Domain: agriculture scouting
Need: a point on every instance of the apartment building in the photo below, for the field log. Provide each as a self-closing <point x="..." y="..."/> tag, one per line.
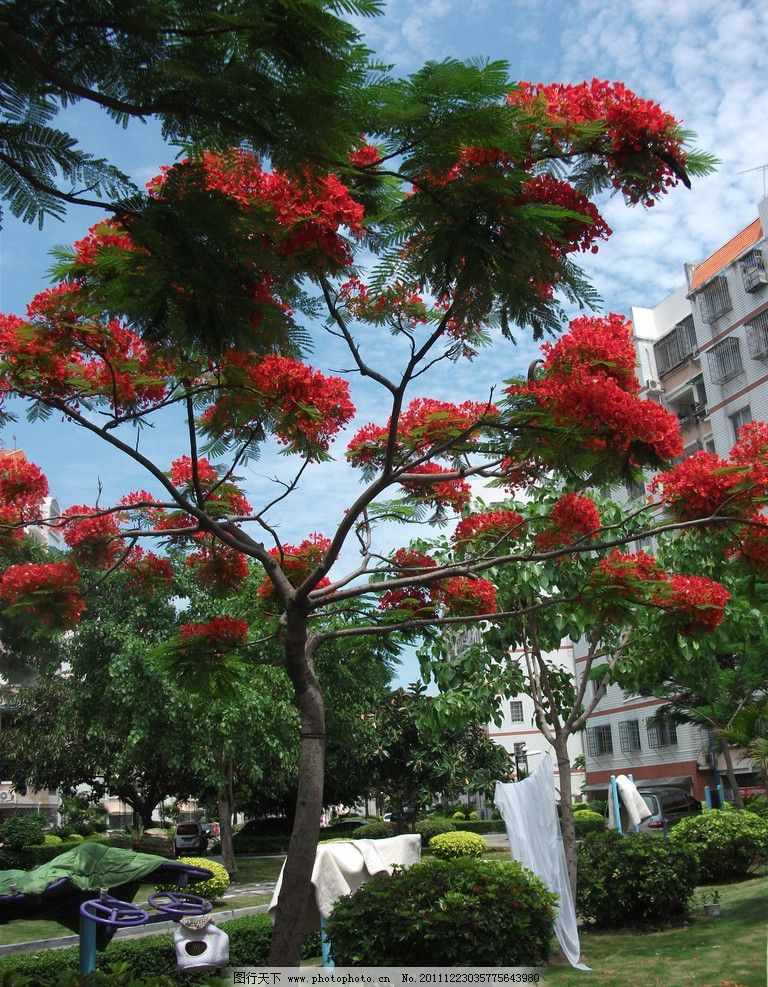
<point x="703" y="353"/>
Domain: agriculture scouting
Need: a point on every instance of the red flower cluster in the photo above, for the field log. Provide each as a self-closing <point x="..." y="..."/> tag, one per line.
<point x="310" y="212"/>
<point x="307" y="407"/>
<point x="697" y="604"/>
<point x="217" y="637"/>
<point x="147" y="572"/>
<point x="573" y="518"/>
<point x="579" y="234"/>
<point x="492" y="526"/>
<point x="588" y="387"/>
<point x="704" y="484"/>
<point x="297" y="563"/>
<point x="626" y="573"/>
<point x="49" y="591"/>
<point x="426" y="424"/>
<point x="94" y="537"/>
<point x="219" y="568"/>
<point x="455" y="493"/>
<point x="642" y="144"/>
<point x="465" y="597"/>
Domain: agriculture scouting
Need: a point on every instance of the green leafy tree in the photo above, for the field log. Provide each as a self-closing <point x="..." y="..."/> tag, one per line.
<point x="284" y="77"/>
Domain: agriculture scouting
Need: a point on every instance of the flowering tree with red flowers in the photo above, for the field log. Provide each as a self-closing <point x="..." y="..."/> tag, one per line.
<point x="474" y="203"/>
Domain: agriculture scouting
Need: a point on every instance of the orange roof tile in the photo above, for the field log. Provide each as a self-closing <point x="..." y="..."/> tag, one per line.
<point x="726" y="254"/>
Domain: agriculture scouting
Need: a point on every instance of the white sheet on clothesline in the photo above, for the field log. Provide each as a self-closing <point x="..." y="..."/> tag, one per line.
<point x="529" y="811"/>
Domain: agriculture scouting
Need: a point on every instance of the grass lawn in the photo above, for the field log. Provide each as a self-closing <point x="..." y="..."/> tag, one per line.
<point x="705" y="952"/>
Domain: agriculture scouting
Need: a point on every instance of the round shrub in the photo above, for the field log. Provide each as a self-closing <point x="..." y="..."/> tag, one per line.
<point x="212" y="889"/>
<point x="20" y="831"/>
<point x="448" y="846"/>
<point x="728" y="842"/>
<point x="446" y="913"/>
<point x="375" y="831"/>
<point x="587" y="822"/>
<point x="625" y="880"/>
<point x="427" y="828"/>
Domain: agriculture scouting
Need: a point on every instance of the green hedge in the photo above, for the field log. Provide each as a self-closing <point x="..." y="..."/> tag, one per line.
<point x="249" y="939"/>
<point x="729" y="843"/>
<point x="463" y="912"/>
<point x="634" y="879"/>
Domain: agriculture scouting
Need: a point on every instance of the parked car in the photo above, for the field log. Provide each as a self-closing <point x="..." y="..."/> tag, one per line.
<point x="668" y="805"/>
<point x="189" y="838"/>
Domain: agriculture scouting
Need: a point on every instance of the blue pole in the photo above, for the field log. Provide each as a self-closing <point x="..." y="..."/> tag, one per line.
<point x="636" y="828"/>
<point x="616" y="804"/>
<point x="87" y="945"/>
<point x="325" y="942"/>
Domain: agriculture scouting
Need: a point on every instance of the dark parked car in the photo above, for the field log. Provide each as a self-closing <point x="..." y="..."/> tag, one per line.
<point x="189" y="838"/>
<point x="668" y="805"/>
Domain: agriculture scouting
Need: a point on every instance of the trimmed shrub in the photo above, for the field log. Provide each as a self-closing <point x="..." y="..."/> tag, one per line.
<point x="375" y="831"/>
<point x="625" y="880"/>
<point x="587" y="822"/>
<point x="481" y="826"/>
<point x="729" y="843"/>
<point x="448" y="846"/>
<point x="151" y="956"/>
<point x="20" y="831"/>
<point x="427" y="828"/>
<point x="213" y="888"/>
<point x="446" y="913"/>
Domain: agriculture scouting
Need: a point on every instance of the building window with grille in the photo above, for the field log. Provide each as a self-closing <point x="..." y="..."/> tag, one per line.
<point x="757" y="337"/>
<point x="629" y="736"/>
<point x="715" y="300"/>
<point x="599" y="740"/>
<point x="741" y="417"/>
<point x="725" y="361"/>
<point x="661" y="733"/>
<point x="676" y="347"/>
<point x="753" y="270"/>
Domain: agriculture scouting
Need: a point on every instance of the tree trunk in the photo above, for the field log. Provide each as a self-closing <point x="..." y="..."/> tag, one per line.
<point x="225" y="822"/>
<point x="288" y="932"/>
<point x="738" y="801"/>
<point x="560" y="745"/>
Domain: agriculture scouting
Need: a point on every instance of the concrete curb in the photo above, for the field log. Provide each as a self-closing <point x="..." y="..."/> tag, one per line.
<point x="60" y="942"/>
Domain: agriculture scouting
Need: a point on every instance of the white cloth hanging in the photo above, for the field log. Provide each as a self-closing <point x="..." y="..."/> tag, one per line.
<point x="529" y="811"/>
<point x="341" y="868"/>
<point x="634" y="803"/>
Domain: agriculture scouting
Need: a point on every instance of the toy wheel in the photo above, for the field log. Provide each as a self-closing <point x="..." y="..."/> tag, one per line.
<point x="112" y="911"/>
<point x="178" y="904"/>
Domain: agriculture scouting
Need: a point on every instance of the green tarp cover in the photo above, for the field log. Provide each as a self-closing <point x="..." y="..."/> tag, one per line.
<point x="90" y="866"/>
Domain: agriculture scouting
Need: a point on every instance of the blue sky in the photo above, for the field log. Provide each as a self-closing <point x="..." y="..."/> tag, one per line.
<point x="706" y="61"/>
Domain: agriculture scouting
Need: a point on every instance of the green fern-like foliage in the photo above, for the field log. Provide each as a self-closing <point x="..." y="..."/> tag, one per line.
<point x="284" y="77"/>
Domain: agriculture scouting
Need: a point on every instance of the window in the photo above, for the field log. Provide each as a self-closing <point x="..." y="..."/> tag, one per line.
<point x="599" y="740"/>
<point x="715" y="300"/>
<point x="678" y="345"/>
<point x="752" y="270"/>
<point x="757" y="337"/>
<point x="629" y="736"/>
<point x="661" y="733"/>
<point x="741" y="417"/>
<point x="725" y="360"/>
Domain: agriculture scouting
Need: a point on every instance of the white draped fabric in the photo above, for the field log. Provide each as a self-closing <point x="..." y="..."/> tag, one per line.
<point x="529" y="811"/>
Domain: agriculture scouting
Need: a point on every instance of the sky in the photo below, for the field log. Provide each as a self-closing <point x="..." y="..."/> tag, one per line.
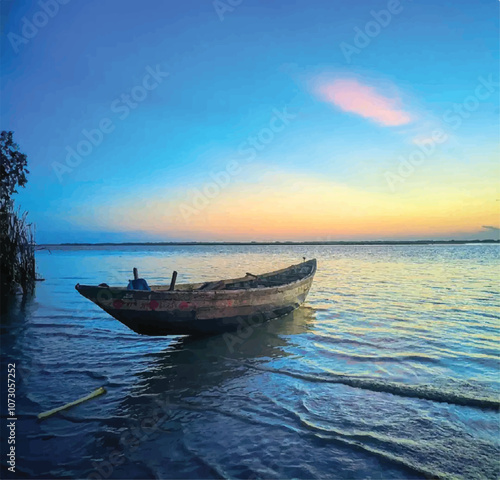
<point x="250" y="120"/>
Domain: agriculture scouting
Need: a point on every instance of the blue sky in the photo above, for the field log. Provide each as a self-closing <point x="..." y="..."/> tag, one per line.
<point x="230" y="69"/>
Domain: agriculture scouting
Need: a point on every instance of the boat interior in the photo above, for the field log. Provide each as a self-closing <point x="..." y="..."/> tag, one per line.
<point x="266" y="280"/>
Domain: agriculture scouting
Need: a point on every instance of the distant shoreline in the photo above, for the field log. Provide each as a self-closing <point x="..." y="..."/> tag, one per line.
<point x="312" y="243"/>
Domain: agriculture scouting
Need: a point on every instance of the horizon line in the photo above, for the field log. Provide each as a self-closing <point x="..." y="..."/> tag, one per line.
<point x="277" y="242"/>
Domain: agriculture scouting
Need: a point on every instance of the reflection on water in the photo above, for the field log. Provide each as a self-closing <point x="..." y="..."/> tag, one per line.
<point x="390" y="370"/>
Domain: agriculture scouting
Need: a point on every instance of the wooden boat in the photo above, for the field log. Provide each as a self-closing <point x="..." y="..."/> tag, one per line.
<point x="206" y="308"/>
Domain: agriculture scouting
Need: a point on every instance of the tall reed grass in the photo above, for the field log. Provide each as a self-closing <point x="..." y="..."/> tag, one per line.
<point x="17" y="252"/>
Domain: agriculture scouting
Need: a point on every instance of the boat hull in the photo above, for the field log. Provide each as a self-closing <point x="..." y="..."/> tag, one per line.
<point x="198" y="312"/>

━━━━━━━━

◆ Stated goal ◆
Pictures stay out; reproduce every line of the records exactly.

◆ The result ◆
Domain: agriculture scouting
Need: a point on every instance of the apartment building in the photo below, for the field log. Provide each as a self-closing <point x="..." y="..."/> tag, one per line.
<point x="703" y="353"/>
Domain: agriculture scouting
Need: a point on every instance of the red flower cluster in the photo above, for the field log. Provide each as a self-closing <point x="..." y="..."/> tag, one per line.
<point x="310" y="212"/>
<point x="307" y="407"/>
<point x="697" y="604"/>
<point x="217" y="637"/>
<point x="147" y="572"/>
<point x="573" y="518"/>
<point x="579" y="234"/>
<point x="492" y="526"/>
<point x="588" y="387"/>
<point x="704" y="484"/>
<point x="297" y="563"/>
<point x="626" y="573"/>
<point x="49" y="591"/>
<point x="426" y="424"/>
<point x="94" y="537"/>
<point x="219" y="568"/>
<point x="455" y="493"/>
<point x="642" y="144"/>
<point x="465" y="597"/>
Domain: agriculture scouting
Need: a point on every instance of the green leafy tree in the photo above, for the field log. Provide each as a self-closing <point x="..." y="..."/> tag, one per line.
<point x="284" y="77"/>
Domain: agriculture scouting
Need: a point on every instance of the flowering tree with red flowers in the photo above, for the field log. Provide each as a self-closing <point x="..." y="..."/> tag, one per line.
<point x="474" y="203"/>
Domain: agriculture scouting
Need: a point on every instance of the orange roof tile in the photo above, for the field log. Provide each as a self-closing <point x="..." y="..."/> tag, one per line.
<point x="726" y="254"/>
Domain: agriculture scouting
Need: a point on every instance of the white sheet on clothesline in the photo above, for the field log. Provide each as a self-closing <point x="..." y="..."/> tag, one per line.
<point x="529" y="811"/>
Domain: agriculture scouting
Need: a point on every instance of the grass lawn in the photo above, for the field log. Provide each as a self-closing <point x="..." y="..."/> tag, one per line.
<point x="705" y="952"/>
Domain: agriculture scouting
Need: a point on every instance of the round shrub in the photo above, for the field log. Provide each as a self-closing <point x="..." y="..."/> tag, one per line.
<point x="212" y="889"/>
<point x="20" y="831"/>
<point x="448" y="846"/>
<point x="728" y="842"/>
<point x="446" y="913"/>
<point x="375" y="831"/>
<point x="587" y="822"/>
<point x="625" y="880"/>
<point x="427" y="828"/>
Domain: agriculture scouting
Need: a point on every instance of the green hedge in the photo above, for the field log. Provide each as a self-closing <point x="..." y="..."/> tag, one per line.
<point x="249" y="939"/>
<point x="729" y="843"/>
<point x="463" y="912"/>
<point x="634" y="879"/>
Domain: agriculture scouting
Need: a point on every instance of the parked car in the photo above, for the field log. Provide each as a self-closing <point x="..." y="..."/> tag, one per line.
<point x="668" y="805"/>
<point x="189" y="838"/>
Domain: agriculture scouting
Need: a point on every instance of the blue pole in the photo above, for the field log. Provide each as a self-closing <point x="..." y="..."/> tag, one per line.
<point x="636" y="828"/>
<point x="616" y="804"/>
<point x="87" y="945"/>
<point x="325" y="942"/>
Domain: agriculture scouting
Need: a point on every instance of the dark parked car in the photo above, for the field log. Provide each as a self-closing <point x="..." y="..."/> tag, one per line.
<point x="189" y="838"/>
<point x="668" y="805"/>
Domain: agriculture scouting
Need: a point on every instance of the trimmed shrub in the photo above, for the field log. Provide each as a self-closing <point x="..." y="..."/> tag, one per line.
<point x="375" y="831"/>
<point x="625" y="880"/>
<point x="587" y="822"/>
<point x="481" y="826"/>
<point x="729" y="843"/>
<point x="448" y="846"/>
<point x="151" y="956"/>
<point x="20" y="831"/>
<point x="427" y="828"/>
<point x="213" y="888"/>
<point x="446" y="913"/>
Domain: agriculture scouting
Need: a point on every instance of the building window with grille in the photo above, for the field log. Provide each as a self-closing <point x="..." y="..."/> tag, one per line.
<point x="757" y="337"/>
<point x="629" y="736"/>
<point x="715" y="300"/>
<point x="599" y="740"/>
<point x="741" y="417"/>
<point x="725" y="361"/>
<point x="661" y="733"/>
<point x="676" y="347"/>
<point x="753" y="270"/>
Domain: agriculture scouting
Need: a point on every instance of the tree trunk in the photo above, for the field log. Provide each as a self-closing <point x="..." y="..."/> tag, one per line.
<point x="225" y="822"/>
<point x="288" y="932"/>
<point x="738" y="801"/>
<point x="560" y="745"/>
Domain: agriculture scouting
Need: a point on every instance of the concrete curb in the photo above, for the field log. Provide each as a self-closing <point x="..." y="..."/> tag, one per line.
<point x="60" y="942"/>
Domain: agriculture scouting
Need: a point on every instance of the white cloth hanging in the photo above, for the field log. Provide each as a self-closing <point x="..." y="..."/> tag, one per line.
<point x="529" y="811"/>
<point x="341" y="868"/>
<point x="634" y="803"/>
Domain: agriculture scouting
Need: a point on every instance of the toy wheel in the photo above, for the field log. Provide each as a self-closing <point x="..." y="..."/> tag, one per line.
<point x="112" y="911"/>
<point x="178" y="904"/>
Domain: agriculture scouting
Need: a point on every instance of the green tarp cover in the photo above, for the field log. Provide each as a self-closing <point x="..." y="..."/> tag, one per line.
<point x="90" y="866"/>
Domain: agriculture scouting
Need: a point on every instance of the blue sky in the photo above, for the field log. Provide each as a self-closing <point x="..." y="..."/> tag, one per line.
<point x="706" y="61"/>
Domain: agriculture scouting
Need: a point on every instance of the green fern-like foliage in the photo above, for the field log. Provide each as a self-closing <point x="..." y="..."/> tag, one per line.
<point x="284" y="77"/>
Domain: agriculture scouting
Need: a point on every instance of the window in the photo above, for the field log. Provide each as a self-closing <point x="..." y="..."/> tag, one per line.
<point x="599" y="740"/>
<point x="715" y="300"/>
<point x="678" y="345"/>
<point x="752" y="270"/>
<point x="757" y="337"/>
<point x="629" y="736"/>
<point x="661" y="733"/>
<point x="741" y="417"/>
<point x="725" y="360"/>
Domain: agriculture scouting
Need: a point on every instance of the white draped fabric in the photo above, for the field log. Provide each as a self-closing <point x="..." y="..."/> tag, one per line.
<point x="529" y="811"/>
Domain: agriculture scouting
Need: a point on every instance of the sky in the photo below, for the field log. Provide each as a self-closing <point x="..." y="..."/> tag, one per line.
<point x="250" y="120"/>
Domain: agriculture scouting
Need: a point on every instance of the blue sky in the photo above, for the field log. Provide each as a self-closing <point x="..." y="..."/> tag, one per line.
<point x="230" y="69"/>
Domain: agriculture scouting
Need: a point on every instance of the boat interior in the photo above, for the field log. Provide each as a self-closing <point x="..." y="..."/> tag, one per line.
<point x="266" y="280"/>
Domain: agriculture scouting
Need: a point on every instance of the distant shoreline in the photo above, for the field log. Provide each as a self-closing <point x="..." y="..."/> tag, one per line.
<point x="312" y="243"/>
Domain: agriculture scouting
Need: a point on every instance of the horizon line in the photo above, for the field log. Provide each as a self-closing <point x="..." y="..."/> tag, one per line.
<point x="277" y="242"/>
Domain: agriculture scouting
Need: a point on every instance of the reflection on water in the photo above, for the field log. Provide each as a self-closing <point x="..." y="..."/> tag, one per line.
<point x="390" y="370"/>
Domain: agriculture scouting
Need: a point on every instance of the wooden boat in the photo above, for the field log. Provide each as a self-closing <point x="..." y="..."/> tag, one per line.
<point x="206" y="308"/>
Domain: agriculture scouting
Need: a point on every instance of the tall reed grass in the photo above, for the field log. Provide each as a self-closing <point x="..." y="..."/> tag, one per line.
<point x="17" y="252"/>
Domain: agriculture scouting
Need: a point on every instance of the boat hull in the photo above, for the field log. Provide each as a self-closing <point x="..." y="..."/> tag, one per line.
<point x="198" y="312"/>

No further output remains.